#### [What you have to do]
The task calls for every entry to be printed word for word, without the images.

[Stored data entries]
————
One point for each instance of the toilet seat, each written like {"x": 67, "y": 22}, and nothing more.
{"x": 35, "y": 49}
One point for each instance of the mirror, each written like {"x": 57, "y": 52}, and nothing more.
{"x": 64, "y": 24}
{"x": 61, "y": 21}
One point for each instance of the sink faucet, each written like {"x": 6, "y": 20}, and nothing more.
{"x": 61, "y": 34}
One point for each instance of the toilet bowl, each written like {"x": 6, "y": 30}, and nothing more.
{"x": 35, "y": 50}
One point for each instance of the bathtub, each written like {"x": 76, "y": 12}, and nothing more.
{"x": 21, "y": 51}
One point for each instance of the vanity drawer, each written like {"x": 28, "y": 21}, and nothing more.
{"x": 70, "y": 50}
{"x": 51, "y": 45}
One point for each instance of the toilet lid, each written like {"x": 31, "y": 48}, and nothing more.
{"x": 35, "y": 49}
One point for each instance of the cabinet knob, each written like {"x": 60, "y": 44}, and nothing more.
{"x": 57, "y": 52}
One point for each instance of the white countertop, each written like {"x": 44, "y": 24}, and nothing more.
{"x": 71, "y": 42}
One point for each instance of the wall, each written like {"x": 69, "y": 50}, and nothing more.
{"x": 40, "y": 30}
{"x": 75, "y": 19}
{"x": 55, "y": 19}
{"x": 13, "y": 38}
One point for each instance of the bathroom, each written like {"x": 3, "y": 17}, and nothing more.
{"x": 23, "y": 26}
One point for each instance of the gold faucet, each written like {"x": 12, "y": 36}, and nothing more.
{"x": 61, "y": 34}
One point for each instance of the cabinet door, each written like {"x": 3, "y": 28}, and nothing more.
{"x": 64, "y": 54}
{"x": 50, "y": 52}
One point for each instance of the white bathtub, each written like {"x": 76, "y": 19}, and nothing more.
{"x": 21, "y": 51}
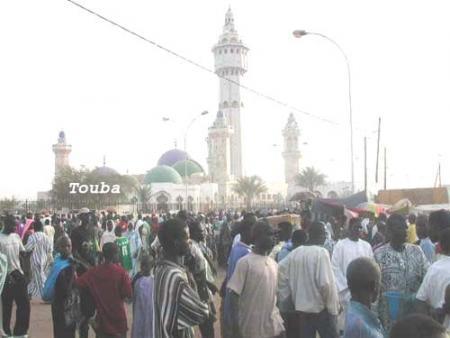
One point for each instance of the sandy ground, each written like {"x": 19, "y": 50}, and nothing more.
{"x": 41, "y": 317}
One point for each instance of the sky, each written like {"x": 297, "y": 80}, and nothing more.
{"x": 62, "y": 68}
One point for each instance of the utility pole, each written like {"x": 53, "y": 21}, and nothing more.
{"x": 385, "y": 169}
{"x": 365, "y": 165}
{"x": 378, "y": 149}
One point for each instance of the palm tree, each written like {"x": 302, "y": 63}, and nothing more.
{"x": 144, "y": 193}
{"x": 310, "y": 178}
{"x": 249, "y": 188}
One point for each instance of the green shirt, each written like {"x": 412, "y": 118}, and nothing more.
{"x": 124, "y": 253}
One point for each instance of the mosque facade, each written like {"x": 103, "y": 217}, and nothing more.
{"x": 179, "y": 181}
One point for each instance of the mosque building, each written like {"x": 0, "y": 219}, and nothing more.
{"x": 179, "y": 181}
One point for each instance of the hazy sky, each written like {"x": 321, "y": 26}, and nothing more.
{"x": 62, "y": 68}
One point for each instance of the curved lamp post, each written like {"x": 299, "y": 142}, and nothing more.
{"x": 300, "y": 33}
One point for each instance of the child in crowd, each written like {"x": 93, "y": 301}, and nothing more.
{"x": 143, "y": 300}
{"x": 59, "y": 289}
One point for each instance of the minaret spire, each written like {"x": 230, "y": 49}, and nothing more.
{"x": 229, "y": 21}
{"x": 230, "y": 56}
{"x": 62, "y": 151}
{"x": 291, "y": 153}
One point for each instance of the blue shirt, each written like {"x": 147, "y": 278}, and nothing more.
{"x": 238, "y": 251}
{"x": 428, "y": 248}
{"x": 360, "y": 322}
{"x": 285, "y": 250}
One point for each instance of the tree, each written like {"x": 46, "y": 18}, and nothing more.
{"x": 249, "y": 188}
{"x": 144, "y": 193}
{"x": 310, "y": 178}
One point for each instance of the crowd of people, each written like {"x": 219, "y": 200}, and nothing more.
{"x": 363, "y": 277}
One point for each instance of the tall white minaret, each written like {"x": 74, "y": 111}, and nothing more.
{"x": 231, "y": 63}
{"x": 291, "y": 153}
{"x": 219, "y": 154}
{"x": 62, "y": 151}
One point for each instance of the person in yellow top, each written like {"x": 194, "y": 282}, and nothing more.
{"x": 412, "y": 235}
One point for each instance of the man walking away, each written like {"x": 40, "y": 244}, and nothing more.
{"x": 253, "y": 290}
{"x": 110, "y": 286}
{"x": 176, "y": 305}
{"x": 15, "y": 289}
{"x": 312, "y": 287}
{"x": 363, "y": 279}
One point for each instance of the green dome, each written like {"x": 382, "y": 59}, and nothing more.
{"x": 162, "y": 174}
{"x": 192, "y": 167}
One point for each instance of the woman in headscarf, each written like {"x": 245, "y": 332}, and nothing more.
{"x": 41, "y": 257}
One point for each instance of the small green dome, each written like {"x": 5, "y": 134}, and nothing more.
{"x": 162, "y": 174}
{"x": 192, "y": 167}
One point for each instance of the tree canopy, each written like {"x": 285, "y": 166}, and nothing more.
{"x": 249, "y": 188}
{"x": 310, "y": 178}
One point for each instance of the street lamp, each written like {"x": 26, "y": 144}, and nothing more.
{"x": 300, "y": 33}
{"x": 203, "y": 113}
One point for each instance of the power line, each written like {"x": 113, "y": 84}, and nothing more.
{"x": 206, "y": 69}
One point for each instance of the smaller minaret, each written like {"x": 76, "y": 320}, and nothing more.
{"x": 219, "y": 163}
{"x": 291, "y": 153}
{"x": 62, "y": 151}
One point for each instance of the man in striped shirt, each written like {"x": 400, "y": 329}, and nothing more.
{"x": 177, "y": 306}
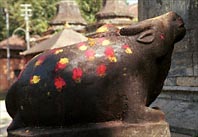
————
#### [Solution to this task]
One point for each instance of the toilet seat, each written like {"x": 67, "y": 22}, and nothing more.
{"x": 35, "y": 49}
One point for each instance of the mirror, each written like {"x": 57, "y": 52}, and nothing more.
{"x": 64, "y": 24}
{"x": 61, "y": 21}
One point for each instance of the sink faucet, each written like {"x": 6, "y": 20}, and nothing more.
{"x": 61, "y": 34}
One point for each instance of the toilet bowl, each written like {"x": 6, "y": 30}, and nothing more.
{"x": 35, "y": 50}
One point for each instance of the bathtub, each written like {"x": 76, "y": 12}, and nothing more.
{"x": 21, "y": 51}
One point for each instance of the vanity drawer, each written like {"x": 28, "y": 21}, and nothing more.
{"x": 70, "y": 50}
{"x": 51, "y": 45}
One point for each instance of the toilet lid, each written like {"x": 31, "y": 48}, and nothing more.
{"x": 35, "y": 49}
One point for each instance of the cabinet knob, each written like {"x": 60, "y": 44}, and nothing more.
{"x": 57, "y": 52}
One point for each instance of the white countertop, each written like {"x": 44, "y": 24}, and nothing more.
{"x": 71, "y": 42}
One point for each instance of the wall, each written like {"x": 69, "y": 50}, and nothing more.
{"x": 40, "y": 30}
{"x": 75, "y": 19}
{"x": 55, "y": 19}
{"x": 13, "y": 38}
One point for each instance of the bathroom, each written like {"x": 3, "y": 17}, and nothing more.
{"x": 23, "y": 26}
One point for each instance of the gold faucet, each written like {"x": 12, "y": 36}, and nothing more.
{"x": 61, "y": 34}
One point for each instance of the cabinet door, each written like {"x": 3, "y": 28}, and nothing more.
{"x": 64, "y": 54}
{"x": 50, "y": 52}
One point for each instance of the white bathtub, each written like {"x": 76, "y": 19}, and nothing more.
{"x": 21, "y": 51}
One point for each instance of the sandy ground, each written like {"x": 19, "y": 50}, and nothing more.
{"x": 41, "y": 317}
One point for each instance of the sky, each written like {"x": 297, "y": 80}, and nothing more.
{"x": 62, "y": 68}
One point for each instance of the utility pole, each written like {"x": 53, "y": 21}, and nothing more.
{"x": 385, "y": 169}
{"x": 365, "y": 165}
{"x": 378, "y": 149}
One point for each instance of the palm tree, each written like {"x": 302, "y": 63}, and nothing more.
{"x": 144, "y": 193}
{"x": 310, "y": 178}
{"x": 249, "y": 188}
One point for each instance of the green shirt, each written like {"x": 412, "y": 118}, and nothing more.
{"x": 124, "y": 253}
One point for each instance of the mosque facade, each written like {"x": 103, "y": 217}, and nothing more.
{"x": 179, "y": 181}
One point for each instance of the mosque building, each written like {"x": 0, "y": 219}, and nothing more.
{"x": 179, "y": 181}
One point for each instance of the hazy sky, each written like {"x": 321, "y": 26}, and nothing more.
{"x": 62, "y": 68}
One point for each instance of the curved lamp post, each written like {"x": 299, "y": 142}, and nothing more.
{"x": 300, "y": 33}
One point for each instance of the child in crowd, each written like {"x": 93, "y": 301}, and nothing more.
{"x": 143, "y": 300}
{"x": 59, "y": 289}
One point for each instance of the minaret spire, each written like {"x": 230, "y": 49}, and nothing more.
{"x": 229, "y": 21}
{"x": 230, "y": 56}
{"x": 62, "y": 151}
{"x": 291, "y": 153}
One point for each instance of the blue shirt, each written like {"x": 147, "y": 278}, and nothing more.
{"x": 238, "y": 251}
{"x": 428, "y": 248}
{"x": 360, "y": 322}
{"x": 285, "y": 250}
One point for each instance of the tree, each written like {"x": 46, "y": 18}, and nothing more.
{"x": 249, "y": 188}
{"x": 144, "y": 193}
{"x": 310, "y": 178}
One point for each instance of the crowd of people, each written like {"x": 219, "y": 200}, and nothing more.
{"x": 363, "y": 277}
One point for each instance of the tall white minaret, each written like {"x": 74, "y": 111}, and nothing more.
{"x": 231, "y": 63}
{"x": 291, "y": 153}
{"x": 219, "y": 154}
{"x": 62, "y": 151}
One point for each instance of the person in yellow top, each written like {"x": 194, "y": 282}, and nothing more.
{"x": 412, "y": 235}
One point for each instance of the man walking away, each written like {"x": 40, "y": 244}, and nothing more.
{"x": 253, "y": 290}
{"x": 110, "y": 286}
{"x": 176, "y": 305}
{"x": 15, "y": 289}
{"x": 312, "y": 287}
{"x": 363, "y": 279}
One point for each instance of the green dome, each written like {"x": 382, "y": 59}, and nothing more.
{"x": 162, "y": 174}
{"x": 192, "y": 167}
One point for each instance of the woman in headscarf, each written like {"x": 245, "y": 332}, and nothing more.
{"x": 41, "y": 257}
One point for each instance of the small green dome, each written like {"x": 5, "y": 134}, and nothing more.
{"x": 162, "y": 174}
{"x": 192, "y": 167}
One point for each instance of the tree canopy, each written like {"x": 285, "y": 166}, and nothing more.
{"x": 249, "y": 188}
{"x": 310, "y": 178}
One point for each instance of the street lamp, each written like {"x": 26, "y": 144}, and nothing more.
{"x": 300, "y": 33}
{"x": 203, "y": 113}
One point for each instance of the power line, each written like {"x": 113, "y": 84}, and nothing more.
{"x": 206, "y": 69}
One point for each instance of the smaller minaret, each written like {"x": 76, "y": 320}, and nothing more.
{"x": 219, "y": 163}
{"x": 291, "y": 153}
{"x": 62, "y": 151}
One point for each instance of the man in striped shirt, each written like {"x": 400, "y": 329}, and nothing more.
{"x": 177, "y": 306}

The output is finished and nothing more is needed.